São Paulo, sábado, 04 de outubro de 2008

Texto Anterior | Próximo Texto | Índice

JOSÉ GERALDO COUTO

Vai e vem


De volta agora ao Parque Antarctica, Roque Júnior é o mais novo "repatriado'; será feliz como uma década atrás?


NESTES TEMPOS de êxodo de talentos, um fenômeno dos mais interessantes, do ponto de vista cultural, social e humano, é o dos jogadores ""repatriados".
Um exemplo em evidência é o de Roque Júnior, que esta semana reestreou no Palmeiras depois de oito anos de uma carreira internacional por alguns clubes reluzentes e outros inexpressivos, da Europa e do Oriente Médio. Com sua técnica, personalidade e experiência, Roque Júnior -campeão mundial com a seleção em 2002- tem tudo para ajudar muito o Palmeiras na luta pelo título nacional deste ano e, quem sabe, pelo da Libertadores da América do ano que vem.

- OBJETIVO DO EXERCÍCIO -
Dê continuidade ao texto sobre os jogadores repatriados e a volta de Roque Júnior ao Palmeiras, começando logo após a última frase apresentada. Os itens não têm nenhum papel nesta tarefa.

- DADOS FORNECIDOS -
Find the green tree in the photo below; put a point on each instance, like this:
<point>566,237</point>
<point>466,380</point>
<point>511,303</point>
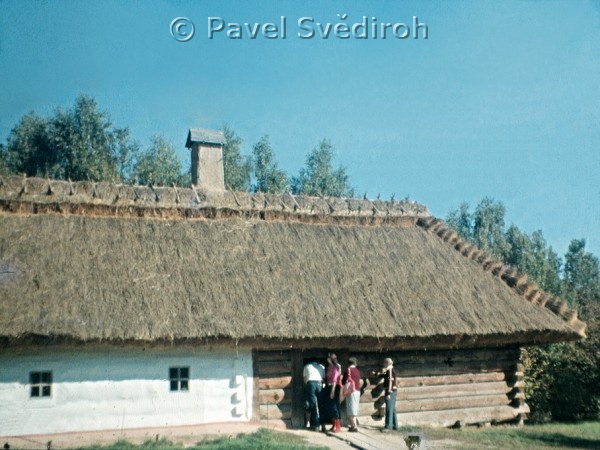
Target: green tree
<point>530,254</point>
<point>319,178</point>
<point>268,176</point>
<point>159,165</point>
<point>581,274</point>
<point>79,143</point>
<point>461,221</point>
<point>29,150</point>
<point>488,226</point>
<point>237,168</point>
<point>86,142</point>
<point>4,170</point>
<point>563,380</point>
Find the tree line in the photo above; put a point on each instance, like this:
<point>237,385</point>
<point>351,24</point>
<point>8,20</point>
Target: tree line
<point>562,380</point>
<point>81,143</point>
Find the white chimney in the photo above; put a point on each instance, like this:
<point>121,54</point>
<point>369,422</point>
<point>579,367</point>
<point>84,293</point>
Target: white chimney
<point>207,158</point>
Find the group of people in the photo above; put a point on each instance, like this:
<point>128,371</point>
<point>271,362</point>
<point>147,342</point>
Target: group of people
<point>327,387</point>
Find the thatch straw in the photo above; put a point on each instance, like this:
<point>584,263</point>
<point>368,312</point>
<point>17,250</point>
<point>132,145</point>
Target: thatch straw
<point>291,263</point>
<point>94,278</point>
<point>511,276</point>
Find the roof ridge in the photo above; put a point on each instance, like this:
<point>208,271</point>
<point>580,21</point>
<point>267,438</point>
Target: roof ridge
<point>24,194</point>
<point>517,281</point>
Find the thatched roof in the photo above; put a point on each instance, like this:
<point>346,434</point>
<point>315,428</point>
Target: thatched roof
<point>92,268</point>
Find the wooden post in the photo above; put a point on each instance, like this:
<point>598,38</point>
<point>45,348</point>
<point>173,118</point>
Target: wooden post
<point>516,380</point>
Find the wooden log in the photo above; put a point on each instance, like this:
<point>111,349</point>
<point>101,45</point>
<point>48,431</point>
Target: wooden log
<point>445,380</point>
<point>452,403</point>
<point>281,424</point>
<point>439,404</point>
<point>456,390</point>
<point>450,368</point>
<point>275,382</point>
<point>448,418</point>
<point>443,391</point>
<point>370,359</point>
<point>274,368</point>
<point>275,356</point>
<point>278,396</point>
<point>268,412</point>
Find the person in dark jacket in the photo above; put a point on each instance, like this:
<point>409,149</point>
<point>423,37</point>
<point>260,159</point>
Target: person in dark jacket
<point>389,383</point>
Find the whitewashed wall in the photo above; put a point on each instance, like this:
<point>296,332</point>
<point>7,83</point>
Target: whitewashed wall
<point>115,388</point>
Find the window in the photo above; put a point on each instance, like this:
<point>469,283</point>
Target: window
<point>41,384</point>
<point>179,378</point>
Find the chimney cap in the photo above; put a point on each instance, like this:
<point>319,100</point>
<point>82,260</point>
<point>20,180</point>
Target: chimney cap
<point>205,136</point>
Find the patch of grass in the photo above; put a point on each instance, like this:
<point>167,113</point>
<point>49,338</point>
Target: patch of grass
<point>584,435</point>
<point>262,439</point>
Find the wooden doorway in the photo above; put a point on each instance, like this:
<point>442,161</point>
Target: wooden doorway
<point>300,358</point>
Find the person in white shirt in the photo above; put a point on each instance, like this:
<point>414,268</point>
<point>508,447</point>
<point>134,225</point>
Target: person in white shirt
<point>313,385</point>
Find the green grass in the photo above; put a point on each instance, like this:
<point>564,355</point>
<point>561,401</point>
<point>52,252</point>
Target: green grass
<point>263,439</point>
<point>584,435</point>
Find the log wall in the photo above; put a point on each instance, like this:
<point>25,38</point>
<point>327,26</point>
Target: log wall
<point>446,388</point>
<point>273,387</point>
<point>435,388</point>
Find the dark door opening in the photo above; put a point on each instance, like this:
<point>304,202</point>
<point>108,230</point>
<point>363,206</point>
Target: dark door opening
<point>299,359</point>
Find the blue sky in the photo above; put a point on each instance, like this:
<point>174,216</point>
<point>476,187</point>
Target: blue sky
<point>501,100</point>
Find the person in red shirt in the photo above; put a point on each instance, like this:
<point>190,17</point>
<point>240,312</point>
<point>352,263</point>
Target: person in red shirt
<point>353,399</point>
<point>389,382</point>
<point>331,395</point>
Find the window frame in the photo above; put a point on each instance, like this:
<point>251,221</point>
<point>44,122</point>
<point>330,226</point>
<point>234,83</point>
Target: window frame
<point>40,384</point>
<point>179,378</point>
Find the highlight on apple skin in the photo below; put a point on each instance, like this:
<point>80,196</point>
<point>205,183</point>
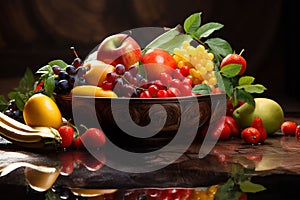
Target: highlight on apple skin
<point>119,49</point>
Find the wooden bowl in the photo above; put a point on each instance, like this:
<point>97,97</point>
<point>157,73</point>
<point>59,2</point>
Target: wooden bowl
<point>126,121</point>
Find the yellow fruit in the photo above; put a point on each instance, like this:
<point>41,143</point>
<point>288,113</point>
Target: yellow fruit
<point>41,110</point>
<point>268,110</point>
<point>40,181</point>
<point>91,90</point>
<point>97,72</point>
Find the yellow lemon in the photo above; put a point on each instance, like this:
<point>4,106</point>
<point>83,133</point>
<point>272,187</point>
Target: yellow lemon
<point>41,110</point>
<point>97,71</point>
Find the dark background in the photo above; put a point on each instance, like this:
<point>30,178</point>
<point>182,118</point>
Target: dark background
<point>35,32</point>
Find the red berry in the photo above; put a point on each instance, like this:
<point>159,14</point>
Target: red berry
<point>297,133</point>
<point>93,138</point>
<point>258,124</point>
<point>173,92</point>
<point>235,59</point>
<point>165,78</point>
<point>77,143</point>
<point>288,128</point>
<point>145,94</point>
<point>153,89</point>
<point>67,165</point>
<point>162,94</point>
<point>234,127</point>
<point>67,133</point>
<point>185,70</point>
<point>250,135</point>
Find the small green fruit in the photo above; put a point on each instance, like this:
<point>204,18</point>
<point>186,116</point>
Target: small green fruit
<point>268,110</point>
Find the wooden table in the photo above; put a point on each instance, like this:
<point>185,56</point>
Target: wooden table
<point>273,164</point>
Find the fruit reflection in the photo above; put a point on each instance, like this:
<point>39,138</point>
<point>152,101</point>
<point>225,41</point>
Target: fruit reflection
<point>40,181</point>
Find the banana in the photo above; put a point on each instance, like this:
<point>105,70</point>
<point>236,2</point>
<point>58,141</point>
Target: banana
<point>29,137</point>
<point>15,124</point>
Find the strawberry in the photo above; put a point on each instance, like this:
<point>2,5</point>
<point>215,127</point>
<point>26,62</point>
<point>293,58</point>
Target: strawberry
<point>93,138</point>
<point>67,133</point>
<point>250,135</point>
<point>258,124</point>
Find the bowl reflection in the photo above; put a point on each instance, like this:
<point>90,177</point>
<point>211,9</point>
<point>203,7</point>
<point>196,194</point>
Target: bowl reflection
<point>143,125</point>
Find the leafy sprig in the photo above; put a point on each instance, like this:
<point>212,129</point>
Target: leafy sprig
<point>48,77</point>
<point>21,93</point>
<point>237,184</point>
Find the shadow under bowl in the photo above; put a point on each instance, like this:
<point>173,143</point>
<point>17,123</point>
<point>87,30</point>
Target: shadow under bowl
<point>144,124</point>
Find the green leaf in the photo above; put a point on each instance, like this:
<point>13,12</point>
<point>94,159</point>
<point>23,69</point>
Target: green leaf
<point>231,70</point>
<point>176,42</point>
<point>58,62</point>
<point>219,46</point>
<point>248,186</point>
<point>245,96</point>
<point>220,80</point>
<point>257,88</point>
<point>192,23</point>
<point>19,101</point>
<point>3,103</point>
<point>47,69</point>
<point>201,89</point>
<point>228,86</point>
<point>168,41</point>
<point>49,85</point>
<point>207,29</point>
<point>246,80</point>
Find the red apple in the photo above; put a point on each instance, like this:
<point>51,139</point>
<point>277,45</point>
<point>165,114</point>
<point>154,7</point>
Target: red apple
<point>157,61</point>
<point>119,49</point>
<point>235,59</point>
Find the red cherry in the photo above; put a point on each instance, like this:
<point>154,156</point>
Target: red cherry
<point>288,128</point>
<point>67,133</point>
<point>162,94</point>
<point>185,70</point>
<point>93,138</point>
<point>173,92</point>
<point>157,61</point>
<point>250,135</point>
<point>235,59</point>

- RESULTADO FINAL -
Mas para cada Roque Júnior, para cada Athirson, Marques ou Marcelinho Paraíba, há centenas de repatriados mais obscuros, para não dizer anônimos. Alguém aí conhece, por exemplo, Giovanni Caliari Pedrini, que no ano passado deixou o K.N. Onisillos Sotiras FC, de Chipre, para jogar no Tupy, do Espírito Santo? Ou então Gilson Domingos, que veio do Hubei Wuhan Professional FC, da China, para o Astral Esporte Clube, do Paraná?
Você já viu em campo (ou mesmo fora dele) o Vinicius Rabello Miguel Brito, que trocou o Toronto Lynx, do Canadá, pelo Imbituba FC, de Santa Catarina?
Pois saiba que eles são apenas alguns dos 489 futebolistas brasileiros repatriados em 2007. Se há uma semana escrevi aqui sobre os que partem (coluna ""Canção do exílio"), hoje é a vez dos que, bons ou maus filhos, à casa tornam. Repatriar pode ser um verbo belo -na forma pronominal, de alguém que retorna à pátria por vontade própria- ou terrível, na forma transitiva, de alguém obrigado a contragosto a voltar a seu país, como bem sabe quem viu o filme turco-alemão ""Do Outro Lado".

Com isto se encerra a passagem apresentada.